* **Aim of the task**
Return, exactly, the line that contains "TARGET: black beanie" together with all lines after it to the end of the entries, and no further lines.

Items from a data source:
───

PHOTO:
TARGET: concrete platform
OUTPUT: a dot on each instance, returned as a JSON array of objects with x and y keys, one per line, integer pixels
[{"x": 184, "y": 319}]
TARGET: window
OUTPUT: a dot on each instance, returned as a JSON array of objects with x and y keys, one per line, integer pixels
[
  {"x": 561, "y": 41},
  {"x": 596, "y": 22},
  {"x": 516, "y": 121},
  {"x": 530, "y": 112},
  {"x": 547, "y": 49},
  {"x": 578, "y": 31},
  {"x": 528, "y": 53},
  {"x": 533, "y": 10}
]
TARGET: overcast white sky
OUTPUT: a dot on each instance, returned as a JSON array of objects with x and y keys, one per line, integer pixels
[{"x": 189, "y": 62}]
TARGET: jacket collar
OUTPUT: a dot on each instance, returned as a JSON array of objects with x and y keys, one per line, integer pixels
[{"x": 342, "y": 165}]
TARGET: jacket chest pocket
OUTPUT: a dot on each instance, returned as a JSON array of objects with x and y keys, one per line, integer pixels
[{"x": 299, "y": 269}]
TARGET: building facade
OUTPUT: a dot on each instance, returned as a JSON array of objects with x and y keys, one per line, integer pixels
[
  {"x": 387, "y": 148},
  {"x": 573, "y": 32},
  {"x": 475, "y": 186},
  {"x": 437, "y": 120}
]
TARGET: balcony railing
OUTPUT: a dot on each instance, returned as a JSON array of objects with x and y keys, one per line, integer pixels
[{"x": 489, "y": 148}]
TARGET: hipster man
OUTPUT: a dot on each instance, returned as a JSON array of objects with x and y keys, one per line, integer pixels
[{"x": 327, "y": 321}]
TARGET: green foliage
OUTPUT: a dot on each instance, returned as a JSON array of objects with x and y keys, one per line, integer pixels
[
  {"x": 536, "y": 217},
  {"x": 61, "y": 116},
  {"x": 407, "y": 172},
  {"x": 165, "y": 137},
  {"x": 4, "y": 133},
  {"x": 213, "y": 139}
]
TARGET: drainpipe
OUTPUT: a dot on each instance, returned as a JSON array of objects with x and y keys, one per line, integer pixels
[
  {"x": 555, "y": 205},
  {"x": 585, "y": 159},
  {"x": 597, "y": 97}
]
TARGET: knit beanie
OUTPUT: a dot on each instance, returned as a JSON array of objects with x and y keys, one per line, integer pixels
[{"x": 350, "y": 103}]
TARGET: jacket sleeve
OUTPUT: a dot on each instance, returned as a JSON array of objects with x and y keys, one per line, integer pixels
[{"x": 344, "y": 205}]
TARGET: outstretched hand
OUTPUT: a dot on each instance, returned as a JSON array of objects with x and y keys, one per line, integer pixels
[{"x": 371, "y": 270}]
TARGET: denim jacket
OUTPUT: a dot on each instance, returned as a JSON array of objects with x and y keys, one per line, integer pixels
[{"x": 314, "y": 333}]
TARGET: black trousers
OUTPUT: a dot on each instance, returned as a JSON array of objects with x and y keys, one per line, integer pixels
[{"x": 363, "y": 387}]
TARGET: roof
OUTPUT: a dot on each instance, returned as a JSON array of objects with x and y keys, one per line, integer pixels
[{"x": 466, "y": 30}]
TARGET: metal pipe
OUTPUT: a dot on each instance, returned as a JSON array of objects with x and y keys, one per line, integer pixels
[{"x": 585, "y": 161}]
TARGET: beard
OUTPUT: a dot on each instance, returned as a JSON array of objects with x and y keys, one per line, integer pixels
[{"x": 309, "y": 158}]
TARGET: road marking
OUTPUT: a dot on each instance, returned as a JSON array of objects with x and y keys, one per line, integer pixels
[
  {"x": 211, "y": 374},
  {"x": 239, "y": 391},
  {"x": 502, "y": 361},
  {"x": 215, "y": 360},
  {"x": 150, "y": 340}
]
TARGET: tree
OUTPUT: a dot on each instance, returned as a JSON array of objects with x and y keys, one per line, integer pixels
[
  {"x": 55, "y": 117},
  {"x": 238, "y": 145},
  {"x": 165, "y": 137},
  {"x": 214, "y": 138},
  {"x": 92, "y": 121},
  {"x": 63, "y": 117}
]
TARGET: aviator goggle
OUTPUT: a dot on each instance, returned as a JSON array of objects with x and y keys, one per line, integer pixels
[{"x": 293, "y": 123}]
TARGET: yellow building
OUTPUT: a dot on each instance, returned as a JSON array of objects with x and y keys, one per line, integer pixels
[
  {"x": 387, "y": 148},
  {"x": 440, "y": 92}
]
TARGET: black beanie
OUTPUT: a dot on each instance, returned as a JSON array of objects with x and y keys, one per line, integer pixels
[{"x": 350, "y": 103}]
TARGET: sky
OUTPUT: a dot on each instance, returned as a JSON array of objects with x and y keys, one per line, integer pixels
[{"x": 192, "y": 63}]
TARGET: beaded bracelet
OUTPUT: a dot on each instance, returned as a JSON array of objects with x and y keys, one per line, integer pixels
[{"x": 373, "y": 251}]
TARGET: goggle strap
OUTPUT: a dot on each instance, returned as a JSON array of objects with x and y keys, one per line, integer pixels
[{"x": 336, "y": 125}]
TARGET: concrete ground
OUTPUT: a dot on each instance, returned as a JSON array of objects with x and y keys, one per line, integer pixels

───

* **Answer in full**
TARGET: black beanie
OUTPUT: a dot on each instance, returned as a JSON array of objects with x and y keys, one per line, integer pixels
[{"x": 350, "y": 103}]
TARGET: sky
OUTPUT: a dot on each instance, returned as a JSON array of objects with x and y keys, one per line, integer pixels
[{"x": 192, "y": 63}]
TARGET: beaded bracelet
OUTPUT: a dot on each instance, returned as a JSON array of objects with x and y keys, one per line, integer pixels
[{"x": 373, "y": 251}]
TARGET: goggle strap
OUTPUT: a dot on each instance, returned as a JSON array of objects with x and y keys, one per line, integer pixels
[{"x": 336, "y": 125}]
TARGET: concrete ground
OUTPUT: a dot on each instance, returned as a JSON array of objects with x and y keys, one per line, integer pixels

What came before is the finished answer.